Changes in Slurm 23.11.10

switch/hpe_slingshot - Fix issue that could result in a 0 length state file.
Fix unnecessary message protocol downgrade for unregistered nodes.
Fix unnecessarily packing alias addrs when terminating jobs with a mix of non-cloud/dynamic nodes and powered down cloud/dynamic nodes.
Fix allowing access to reservations without MaxStartDelay set.
Fix scontrol allowing updating job with bad cpus-per-task value.
sattach - Fix regression from 23.11.9 security fix leading to crash.

Changes in Slurm 23.11.9

Fix many commands possibly reporting an “Unexpected Message Received” when in reality the connection timed out.
Fix heterogeneous job components not being signaled with scancel --ctld and ‘DELETE slurm/v0.0.40/jobs’ if the job ids are not explicitly given, the heterogeneous job components match the given filters, and the heterogeneous job leader does not match the given filters.
Fix regression from 23.02 impeding job licenses from being cleared.
Move error to log_flag which made _get_joules_task error to be logged to the user when too many rpcs were queued in slurmd for gathering energy.
slurmrestd - Prevent a slurmrestd segfault when modifying an association without specifying max TRES limits in the request if those TRES limits are currently defined in the association. This affects the following fields of endpoint ‘POST /slurmdb/v0.0.38/associations/’: ‘associations/max/tres/per/job’ ‘associations/max/tres/per/node’ ‘associations/max/tres/total’ ‘associations/max/tres/minutes/per/job’ ‘associations/max/tres/minutes/total’
Fix power_save operation after recovering from a failed reconfigure.
scrun - Delay shutdown until after start requested. This caused scrun to never start or shutdown and hung forever when using --tty.
Fix backup slurmctld potentially not running the agent when taking over as the primary controller.
Fix primary controller not running the agent when a reconfigure of the slurmctld fails.
jobcomp/{elasticsearch,kafka} - Avoid sending fields with invalid date/time.
Fix energy gathering rpc counter underflow in _rpc_acct_gather_energy when more than 10 threads try to get energy at the same time. This prevented the possibility to get energy from slurmd by any step until slurmd was restarted, so losing energy accounting metrics in the node.
slurmrestd - Fix memory leak for dbv0.0.39 jobs query which occurred if the query parameters specified account, association, cluster, constraints, format, groups, job_name, partition, qos, reason, reservation, state, users, or wckey. This affects the following endpoints: ‘GET /slurmdb/v0.0.39/jobs’
switch/hpe_slingshot - Fix security issue around managing VNI access. CVE-2024-42511.

Changes in Slurm 23.11.8

Fix slurmctld crash when reconfiguring with a PrologSlurmctld is running.
Fix slurmctld crash after a job has been resized.

# # # #

§ Task to carry out: Repeat verbatim the portion of the Slurm release notes that opens with the words containing "Changes in Slurm 23.11.9" and closes with "from being cleared.". The data that follows is separate material, unrelated to the Slurm release notes.

[Data items]
# # # #

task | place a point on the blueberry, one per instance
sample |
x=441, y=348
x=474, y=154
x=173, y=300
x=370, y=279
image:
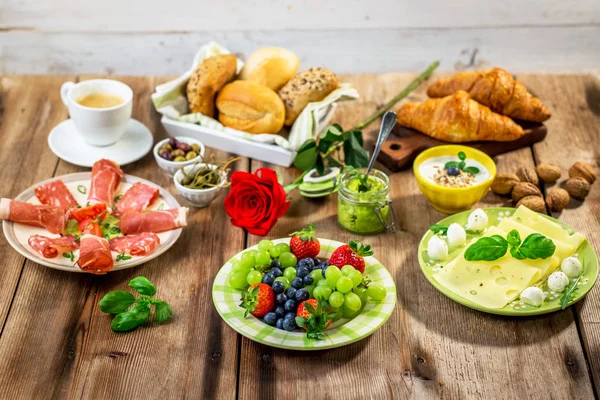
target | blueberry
x=301, y=295
x=290, y=305
x=280, y=311
x=297, y=283
x=301, y=272
x=268, y=279
x=279, y=323
x=278, y=287
x=290, y=293
x=276, y=272
x=453, y=171
x=271, y=318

# # # #

§ Worked solution:
Changes in Slurm 23.11.9

Fix many commands possibly reporting an “Unexpected Message Received” when in reality the connection timed out.
Fix heterogeneous job components not being signaled with scancel --ctld and ‘DELETE slurm/v0.0.40/jobs’ if the job ids are not explicitly given, the heterogeneous job components match the given filters, and the heterogeneous job leader does not match the given filters.
Fix regression from 23.02 impeding job licenses from being cleared.